++++ Data records ++++
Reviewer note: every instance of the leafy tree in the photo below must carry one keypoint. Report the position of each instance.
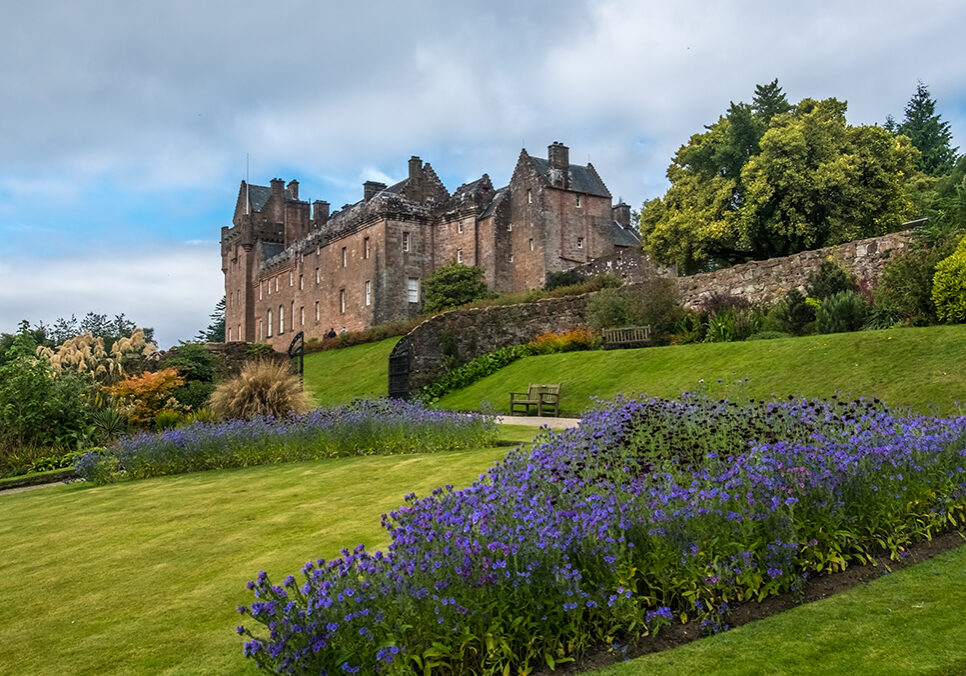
(454, 285)
(215, 332)
(927, 132)
(754, 186)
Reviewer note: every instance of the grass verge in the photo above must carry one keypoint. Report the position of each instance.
(903, 367)
(143, 577)
(359, 372)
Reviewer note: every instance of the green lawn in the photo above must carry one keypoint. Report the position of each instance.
(143, 577)
(337, 376)
(920, 368)
(910, 622)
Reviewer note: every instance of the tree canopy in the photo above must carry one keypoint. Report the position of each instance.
(927, 132)
(770, 179)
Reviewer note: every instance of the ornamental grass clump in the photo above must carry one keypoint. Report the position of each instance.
(652, 511)
(360, 428)
(263, 388)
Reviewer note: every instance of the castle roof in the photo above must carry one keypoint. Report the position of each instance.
(625, 236)
(579, 179)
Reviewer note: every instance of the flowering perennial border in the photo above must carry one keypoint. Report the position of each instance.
(365, 427)
(652, 511)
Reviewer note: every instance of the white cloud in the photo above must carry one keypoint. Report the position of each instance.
(172, 290)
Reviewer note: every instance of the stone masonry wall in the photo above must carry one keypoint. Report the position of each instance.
(477, 331)
(766, 281)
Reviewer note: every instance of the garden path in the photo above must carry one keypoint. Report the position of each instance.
(538, 421)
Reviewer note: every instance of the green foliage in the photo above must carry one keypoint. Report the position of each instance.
(928, 133)
(830, 279)
(262, 388)
(793, 314)
(758, 185)
(454, 285)
(609, 308)
(841, 312)
(36, 407)
(904, 292)
(473, 370)
(215, 331)
(949, 287)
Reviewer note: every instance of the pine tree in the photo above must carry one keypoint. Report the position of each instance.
(928, 133)
(769, 100)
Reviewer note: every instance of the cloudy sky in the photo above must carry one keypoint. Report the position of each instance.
(126, 125)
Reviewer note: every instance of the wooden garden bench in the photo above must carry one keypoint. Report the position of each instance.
(545, 398)
(626, 336)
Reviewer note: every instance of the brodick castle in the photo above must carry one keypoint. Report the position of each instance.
(290, 266)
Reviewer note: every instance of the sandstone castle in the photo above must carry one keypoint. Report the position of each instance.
(293, 267)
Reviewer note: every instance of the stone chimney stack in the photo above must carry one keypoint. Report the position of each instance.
(370, 188)
(320, 212)
(559, 155)
(622, 214)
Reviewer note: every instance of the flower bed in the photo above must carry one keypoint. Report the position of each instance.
(360, 428)
(652, 511)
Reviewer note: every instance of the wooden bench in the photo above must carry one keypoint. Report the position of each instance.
(545, 398)
(626, 336)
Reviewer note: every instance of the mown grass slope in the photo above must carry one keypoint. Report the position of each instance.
(920, 368)
(358, 372)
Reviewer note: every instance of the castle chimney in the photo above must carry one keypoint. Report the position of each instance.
(559, 155)
(278, 186)
(622, 214)
(370, 188)
(320, 212)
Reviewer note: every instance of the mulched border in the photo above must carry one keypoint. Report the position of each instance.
(815, 589)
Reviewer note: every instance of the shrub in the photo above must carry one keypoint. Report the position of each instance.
(652, 511)
(361, 428)
(793, 314)
(841, 312)
(831, 278)
(454, 285)
(904, 291)
(473, 370)
(140, 397)
(607, 309)
(262, 388)
(949, 287)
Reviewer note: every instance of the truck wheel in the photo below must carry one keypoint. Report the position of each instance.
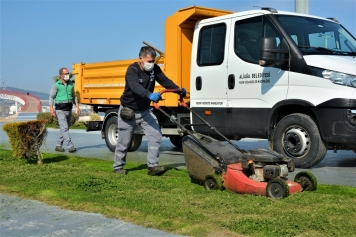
(298, 137)
(277, 188)
(111, 136)
(176, 140)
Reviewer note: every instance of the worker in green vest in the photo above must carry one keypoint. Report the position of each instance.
(62, 96)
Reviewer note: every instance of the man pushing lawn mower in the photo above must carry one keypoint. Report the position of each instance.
(135, 110)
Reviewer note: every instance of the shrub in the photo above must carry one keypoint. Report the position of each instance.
(33, 134)
(26, 138)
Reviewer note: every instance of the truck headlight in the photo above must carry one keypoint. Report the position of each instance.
(340, 78)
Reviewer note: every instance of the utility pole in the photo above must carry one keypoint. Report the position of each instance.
(302, 6)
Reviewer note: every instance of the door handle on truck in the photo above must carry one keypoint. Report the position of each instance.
(231, 81)
(198, 83)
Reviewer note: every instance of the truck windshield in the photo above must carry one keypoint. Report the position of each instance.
(318, 36)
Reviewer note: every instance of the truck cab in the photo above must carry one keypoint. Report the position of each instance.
(282, 76)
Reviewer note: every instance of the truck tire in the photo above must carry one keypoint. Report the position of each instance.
(176, 140)
(111, 136)
(298, 137)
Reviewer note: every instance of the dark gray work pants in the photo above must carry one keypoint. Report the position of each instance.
(64, 124)
(149, 124)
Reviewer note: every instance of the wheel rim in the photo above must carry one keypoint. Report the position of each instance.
(112, 134)
(277, 188)
(296, 142)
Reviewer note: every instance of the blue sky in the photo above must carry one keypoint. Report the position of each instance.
(39, 37)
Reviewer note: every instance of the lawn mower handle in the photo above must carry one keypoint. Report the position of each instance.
(181, 102)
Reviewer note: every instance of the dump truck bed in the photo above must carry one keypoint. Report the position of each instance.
(103, 83)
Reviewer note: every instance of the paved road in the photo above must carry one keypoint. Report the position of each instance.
(24, 218)
(336, 168)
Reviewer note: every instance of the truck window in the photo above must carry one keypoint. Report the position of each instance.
(318, 36)
(211, 45)
(247, 39)
(323, 39)
(248, 35)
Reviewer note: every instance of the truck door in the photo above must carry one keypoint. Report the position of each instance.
(209, 72)
(252, 90)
++++
Task statement — Give back all of the entries verbatim, but without pictures.

Your solution —
Reviewer note: every instance of the leafy tree in the photo below must carry one keypoint. Report the position of each instance.
(454, 285)
(215, 332)
(927, 132)
(754, 186)
Reviewer note: every instance of the grass verge in the photo above must carry one keypoint. Report the position of each instance.
(903, 367)
(143, 577)
(359, 372)
Reviewer note: every instance of the green lawn in the photo above must carry one keypoint. Report the position of each instance.
(143, 577)
(337, 376)
(920, 368)
(910, 622)
Reviewer note: every instance of the tree canopy in the photo above must carry one keypoint. Report the position of each instance.
(927, 132)
(770, 179)
Reviewer note: every instance of the ornamental grass clump in the photo above must carry one keypoint. Report the position of each instance.
(652, 511)
(360, 428)
(263, 388)
Reviewer note: every instance of the castle roof in the photo above must carry one keypoint. Report the position of each instance.
(625, 236)
(579, 179)
Reviewer note: every instance of the flowering perennial border in the photo above must carry one keypoint. Report the position of each instance.
(365, 427)
(652, 511)
Reviewer note: every instance of the white cloud in the photo above must carry one keypoint. Report the position of each instance.
(172, 290)
Reviewer note: every instance of the stone masonry wall in the photo above must carry one keypoint. Report the position of each instance.
(477, 331)
(766, 281)
Reviewer note: every instance of the garden path in the photo above must carry one keypoint. Report the position of each instance.
(538, 421)
Reviewer note: every instance of the green foliage in the photo above must carry one keypoint. Report the position of each instance.
(928, 133)
(830, 279)
(262, 388)
(793, 314)
(758, 185)
(454, 285)
(609, 308)
(841, 312)
(36, 407)
(904, 292)
(473, 370)
(215, 331)
(949, 287)
Reviewer note: every instance of the pine tree in the photo above must carry one keypoint. Report the position of each instance.
(928, 133)
(769, 100)
Reviewer note: every instance of the cloudy sky in the photo above must carry one keypoint. Report the position of each instance.
(126, 125)
Reviewer note: every instance of the wooden garden bench in the photo above must carry one keypoint. Report the position of each instance.
(545, 398)
(626, 336)
Reviewer note: every instance of the brodick castle in the photo above must carry one keypoint. Report the position of each instance.
(290, 266)
Reviewer note: every instance of the sandstone castle in the photo above must carry one keypoint. Report the position of each instance.
(293, 267)
Reviewer note: every instance of the stone chimney stack in the photo above must carry one keypoint. Report the position of each instance.
(370, 188)
(320, 212)
(559, 155)
(622, 214)
Reviewer note: every instance of the flower bed in the photo above must carry one keypoint. Report the position of each instance.
(360, 428)
(652, 511)
Reviewer note: every instance of the wooden bench in the photo above must carry one keypoint. Report the position of each instance.
(545, 398)
(626, 336)
Reviewer note: every instance of the mown grass slope in the photo above must carry one keypoint. Report the position of each instance.
(920, 368)
(358, 372)
Reviewer note: every instance of the castle chimney in the photo above must carry one keypoint. Report the position of each instance.
(559, 155)
(278, 186)
(622, 214)
(370, 188)
(320, 212)
Reviewer note: every instance of the mulched border in the photo above must carry one keypoint. Report the position of each instance.
(815, 589)
Reviewer note: every instance of the shrub in the photo above must carry one keypoint. Report the position of each instance.
(652, 511)
(361, 428)
(793, 314)
(841, 312)
(831, 278)
(454, 285)
(904, 291)
(473, 370)
(140, 397)
(607, 309)
(262, 388)
(949, 287)
Reviewer note: every instance of the truck wheel in the photo below must carry one keypoint. Report the position of each instance.
(298, 137)
(277, 188)
(111, 136)
(176, 140)
Reviewer note: every instance of the worker in green vest in the photo above must carry one keypoint. Report the position of each instance.
(62, 96)
Reviewer note: every instance of the man pushing lawn mower in the photo above must carry one keypoint. Report the position of each instance.
(135, 110)
Reviewer note: every instance of the shrub in the photo above must carry one keypoint. Report the position of each instance.
(33, 134)
(26, 138)
Reviewer note: every instance of the truck headlight in the photo above must carry one keypoint. Report the position of each instance.
(340, 78)
Reviewer note: every instance of the utility pole in the photo above must carry one keypoint. Report the position of each instance.
(302, 6)
Reviewer note: every instance of the door handle on truck in the photo above must carry one keypoint. Report the position of each instance.
(231, 81)
(198, 83)
Reviewer note: every instance of the truck windshield in the photo above must carry one keypoint. Report the position of each instance.
(318, 36)
Reviewer note: every instance of the truck cab in the photo above must carry one keypoint. Report the position of each instance.
(282, 76)
Reviewer note: every instance of the truck tire in the photo above must carry one keypoint. Report the position of each instance.
(176, 140)
(111, 136)
(298, 137)
Reviewer note: every instance of the dark gray work pants in the photo above must carry one keypoint. Report the position of each instance.
(64, 124)
(149, 124)
Reviewer note: every instance of the wheel rim in the photo above must carry one keypoint. Report the position of each instance.
(112, 134)
(277, 188)
(296, 142)
Reviewer note: every instance of the blue sky in the photo above must carry one keypoint. Report the position of each instance.
(39, 37)
Reviewer note: every instance of the lawn mower handle in the photo above must carry one keypoint. Report the position of each instance.
(181, 102)
Reviewer note: every instance of the dump truck bed in the photo above must carry one keypoint. Report the position of each instance.
(103, 83)
Reviewer note: every instance of the paved road in the photo above must carry one keypoint. Report the position of each instance.
(24, 218)
(336, 168)
Reviewer note: every instance of the truck window in the photo above must carry one keypoint. Report the position of each instance.
(318, 36)
(211, 45)
(247, 39)
(323, 39)
(248, 35)
Reviewer note: every instance of the truck door in the photo above must carry one keypoint. Report the position of each instance.
(209, 72)
(252, 90)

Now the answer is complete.